**The task**. Copy out exactly the lines below that run from the one holding "Where can you see the blurred" to the one holding "Where can you see the recessed", keeping both of those lines and no others.

Data supplied START

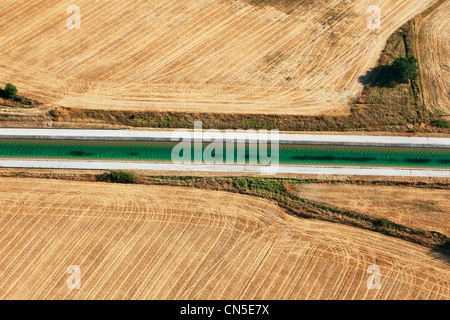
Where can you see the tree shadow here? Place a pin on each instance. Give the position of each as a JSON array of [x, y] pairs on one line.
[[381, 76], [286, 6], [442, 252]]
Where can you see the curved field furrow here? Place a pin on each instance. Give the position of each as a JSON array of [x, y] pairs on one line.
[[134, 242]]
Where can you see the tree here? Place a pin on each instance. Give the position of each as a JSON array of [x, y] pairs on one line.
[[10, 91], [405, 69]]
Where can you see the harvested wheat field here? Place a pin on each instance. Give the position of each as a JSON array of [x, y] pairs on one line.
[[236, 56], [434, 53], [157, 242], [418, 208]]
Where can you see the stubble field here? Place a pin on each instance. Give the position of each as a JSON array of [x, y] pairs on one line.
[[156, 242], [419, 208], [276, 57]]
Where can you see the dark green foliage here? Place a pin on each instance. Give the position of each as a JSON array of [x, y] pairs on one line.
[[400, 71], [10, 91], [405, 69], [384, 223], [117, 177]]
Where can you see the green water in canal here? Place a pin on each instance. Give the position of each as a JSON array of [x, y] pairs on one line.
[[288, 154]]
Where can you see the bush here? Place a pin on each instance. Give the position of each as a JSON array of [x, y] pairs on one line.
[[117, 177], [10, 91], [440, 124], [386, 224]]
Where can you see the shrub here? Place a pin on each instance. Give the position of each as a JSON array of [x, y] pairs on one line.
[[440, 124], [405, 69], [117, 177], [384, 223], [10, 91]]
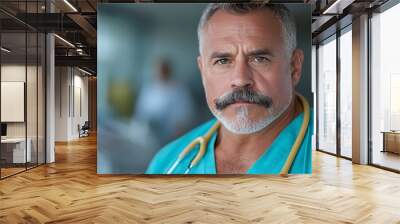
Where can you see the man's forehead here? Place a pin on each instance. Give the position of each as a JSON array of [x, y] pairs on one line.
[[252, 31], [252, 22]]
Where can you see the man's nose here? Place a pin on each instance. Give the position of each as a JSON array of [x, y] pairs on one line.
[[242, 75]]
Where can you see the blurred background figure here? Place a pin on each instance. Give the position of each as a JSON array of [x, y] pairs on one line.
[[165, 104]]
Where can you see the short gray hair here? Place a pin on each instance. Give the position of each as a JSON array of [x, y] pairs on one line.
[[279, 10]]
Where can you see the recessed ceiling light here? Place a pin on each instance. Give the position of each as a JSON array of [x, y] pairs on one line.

Data supplied END
Data supplied START

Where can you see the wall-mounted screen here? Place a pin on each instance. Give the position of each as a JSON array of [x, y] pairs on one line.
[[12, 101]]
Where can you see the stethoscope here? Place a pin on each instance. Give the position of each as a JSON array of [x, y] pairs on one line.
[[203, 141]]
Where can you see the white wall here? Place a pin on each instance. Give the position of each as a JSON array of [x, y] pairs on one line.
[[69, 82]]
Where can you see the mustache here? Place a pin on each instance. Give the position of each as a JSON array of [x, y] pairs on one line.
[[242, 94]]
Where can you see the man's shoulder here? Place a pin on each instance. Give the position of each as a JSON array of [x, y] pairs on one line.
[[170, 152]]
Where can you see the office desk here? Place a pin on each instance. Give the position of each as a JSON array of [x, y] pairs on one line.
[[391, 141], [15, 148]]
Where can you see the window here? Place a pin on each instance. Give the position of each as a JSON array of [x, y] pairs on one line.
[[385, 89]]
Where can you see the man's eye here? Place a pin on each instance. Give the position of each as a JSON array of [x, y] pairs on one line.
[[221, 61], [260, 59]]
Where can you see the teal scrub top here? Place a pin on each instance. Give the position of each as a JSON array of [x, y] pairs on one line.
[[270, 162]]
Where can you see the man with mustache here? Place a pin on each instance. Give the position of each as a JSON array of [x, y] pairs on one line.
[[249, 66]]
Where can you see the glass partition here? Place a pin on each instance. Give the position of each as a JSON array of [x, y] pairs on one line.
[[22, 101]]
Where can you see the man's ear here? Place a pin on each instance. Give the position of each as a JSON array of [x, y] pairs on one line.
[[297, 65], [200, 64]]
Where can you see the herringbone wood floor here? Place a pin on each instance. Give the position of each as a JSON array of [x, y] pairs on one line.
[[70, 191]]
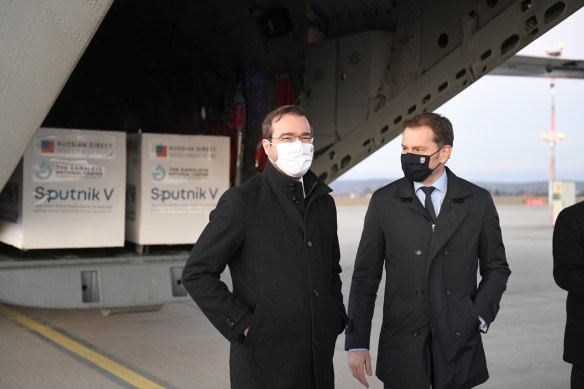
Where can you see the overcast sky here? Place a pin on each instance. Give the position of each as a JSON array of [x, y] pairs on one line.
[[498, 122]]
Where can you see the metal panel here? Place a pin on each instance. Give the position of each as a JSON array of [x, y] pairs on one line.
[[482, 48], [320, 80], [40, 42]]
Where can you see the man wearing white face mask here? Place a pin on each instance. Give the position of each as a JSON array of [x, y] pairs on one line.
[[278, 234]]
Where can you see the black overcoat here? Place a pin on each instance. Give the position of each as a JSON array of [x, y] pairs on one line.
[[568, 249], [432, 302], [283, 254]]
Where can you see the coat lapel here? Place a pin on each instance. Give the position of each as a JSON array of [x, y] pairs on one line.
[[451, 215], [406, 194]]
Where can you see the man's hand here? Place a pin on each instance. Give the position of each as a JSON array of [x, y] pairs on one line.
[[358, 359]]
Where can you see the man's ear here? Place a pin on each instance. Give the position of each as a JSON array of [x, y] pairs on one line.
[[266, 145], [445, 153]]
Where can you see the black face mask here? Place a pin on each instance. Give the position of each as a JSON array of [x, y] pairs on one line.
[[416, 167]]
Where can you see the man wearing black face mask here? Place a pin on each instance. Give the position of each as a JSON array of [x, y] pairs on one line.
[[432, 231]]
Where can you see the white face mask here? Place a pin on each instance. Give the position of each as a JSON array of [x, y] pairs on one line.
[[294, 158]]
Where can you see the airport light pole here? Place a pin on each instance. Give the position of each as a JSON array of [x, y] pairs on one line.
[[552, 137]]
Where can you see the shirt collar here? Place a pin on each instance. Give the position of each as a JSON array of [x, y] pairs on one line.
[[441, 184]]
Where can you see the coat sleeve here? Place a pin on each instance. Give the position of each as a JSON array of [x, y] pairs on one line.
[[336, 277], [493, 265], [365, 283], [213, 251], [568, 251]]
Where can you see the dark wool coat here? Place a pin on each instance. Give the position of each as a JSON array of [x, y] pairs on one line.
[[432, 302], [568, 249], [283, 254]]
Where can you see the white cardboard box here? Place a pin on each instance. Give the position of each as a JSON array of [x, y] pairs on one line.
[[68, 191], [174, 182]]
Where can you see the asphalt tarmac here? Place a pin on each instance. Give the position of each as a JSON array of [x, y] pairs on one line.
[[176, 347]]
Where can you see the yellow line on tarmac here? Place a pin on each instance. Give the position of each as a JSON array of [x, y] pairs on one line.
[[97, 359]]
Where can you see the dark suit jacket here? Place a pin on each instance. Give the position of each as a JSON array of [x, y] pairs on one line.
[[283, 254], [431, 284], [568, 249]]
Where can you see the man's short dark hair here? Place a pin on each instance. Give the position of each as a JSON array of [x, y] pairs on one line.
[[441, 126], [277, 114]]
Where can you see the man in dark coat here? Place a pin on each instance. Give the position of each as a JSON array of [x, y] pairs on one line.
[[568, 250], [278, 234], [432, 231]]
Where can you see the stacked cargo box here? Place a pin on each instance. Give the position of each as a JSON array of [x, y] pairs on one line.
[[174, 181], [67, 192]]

Data supplied END
Data supplied START

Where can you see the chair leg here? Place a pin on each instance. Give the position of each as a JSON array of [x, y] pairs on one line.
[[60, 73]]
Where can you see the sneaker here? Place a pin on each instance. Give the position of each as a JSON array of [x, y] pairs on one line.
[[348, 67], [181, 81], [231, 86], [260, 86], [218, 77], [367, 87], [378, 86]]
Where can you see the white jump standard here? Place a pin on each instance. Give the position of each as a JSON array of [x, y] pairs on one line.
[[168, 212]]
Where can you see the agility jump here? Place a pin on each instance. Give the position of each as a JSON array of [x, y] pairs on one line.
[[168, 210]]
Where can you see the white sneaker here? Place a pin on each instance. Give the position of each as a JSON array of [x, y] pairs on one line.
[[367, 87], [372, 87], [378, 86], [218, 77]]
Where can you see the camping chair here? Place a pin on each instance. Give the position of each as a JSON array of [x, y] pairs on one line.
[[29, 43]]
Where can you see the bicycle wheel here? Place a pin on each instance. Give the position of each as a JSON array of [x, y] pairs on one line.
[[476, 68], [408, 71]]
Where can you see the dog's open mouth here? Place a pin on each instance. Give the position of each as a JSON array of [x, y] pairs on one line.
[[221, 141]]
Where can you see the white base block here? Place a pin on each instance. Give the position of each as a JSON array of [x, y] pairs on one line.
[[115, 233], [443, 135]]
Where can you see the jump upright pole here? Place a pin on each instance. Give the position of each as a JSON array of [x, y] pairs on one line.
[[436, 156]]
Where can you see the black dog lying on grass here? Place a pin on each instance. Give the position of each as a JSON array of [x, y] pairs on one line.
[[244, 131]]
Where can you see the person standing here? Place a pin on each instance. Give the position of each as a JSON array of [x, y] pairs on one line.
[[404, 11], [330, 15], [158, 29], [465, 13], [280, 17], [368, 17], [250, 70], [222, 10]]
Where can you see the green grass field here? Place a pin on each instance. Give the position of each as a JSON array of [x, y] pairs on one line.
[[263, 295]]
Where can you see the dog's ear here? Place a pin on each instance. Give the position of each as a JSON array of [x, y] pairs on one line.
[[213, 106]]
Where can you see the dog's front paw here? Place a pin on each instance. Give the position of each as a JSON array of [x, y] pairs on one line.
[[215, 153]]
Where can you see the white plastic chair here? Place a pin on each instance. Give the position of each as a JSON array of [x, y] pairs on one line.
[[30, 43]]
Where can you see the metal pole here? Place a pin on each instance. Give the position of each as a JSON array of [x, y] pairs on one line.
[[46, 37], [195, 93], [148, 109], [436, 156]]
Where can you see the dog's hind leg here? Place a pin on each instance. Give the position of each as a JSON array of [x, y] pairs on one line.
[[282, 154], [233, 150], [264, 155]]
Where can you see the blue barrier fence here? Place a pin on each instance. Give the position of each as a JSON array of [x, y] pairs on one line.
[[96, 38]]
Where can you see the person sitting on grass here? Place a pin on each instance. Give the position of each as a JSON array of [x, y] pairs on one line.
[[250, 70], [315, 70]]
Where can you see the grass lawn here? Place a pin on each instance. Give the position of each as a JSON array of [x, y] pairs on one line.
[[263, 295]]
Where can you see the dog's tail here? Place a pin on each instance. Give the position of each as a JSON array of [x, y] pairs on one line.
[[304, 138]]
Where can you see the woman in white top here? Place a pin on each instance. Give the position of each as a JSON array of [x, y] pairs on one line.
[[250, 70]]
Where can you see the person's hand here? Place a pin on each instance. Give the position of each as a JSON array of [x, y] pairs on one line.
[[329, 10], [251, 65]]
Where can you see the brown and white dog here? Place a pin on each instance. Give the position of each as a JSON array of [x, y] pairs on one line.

Data supplied END

**Answer section**.
Where can you see the blurred background figure here? Place a pin on each instance. Give the position of each as a JSON array of [x, y] pairs on one line.
[[165, 104]]
Where can you see the short gray hair here? Place a pin on each instance. Give the position of each as a JSON array of [x, y] pairs on one line.
[[279, 10]]
Where can you see the recessed ceiling light here? Place a pin on each instance. Give the position of each as a JSON array of [x, y] pairs on one line.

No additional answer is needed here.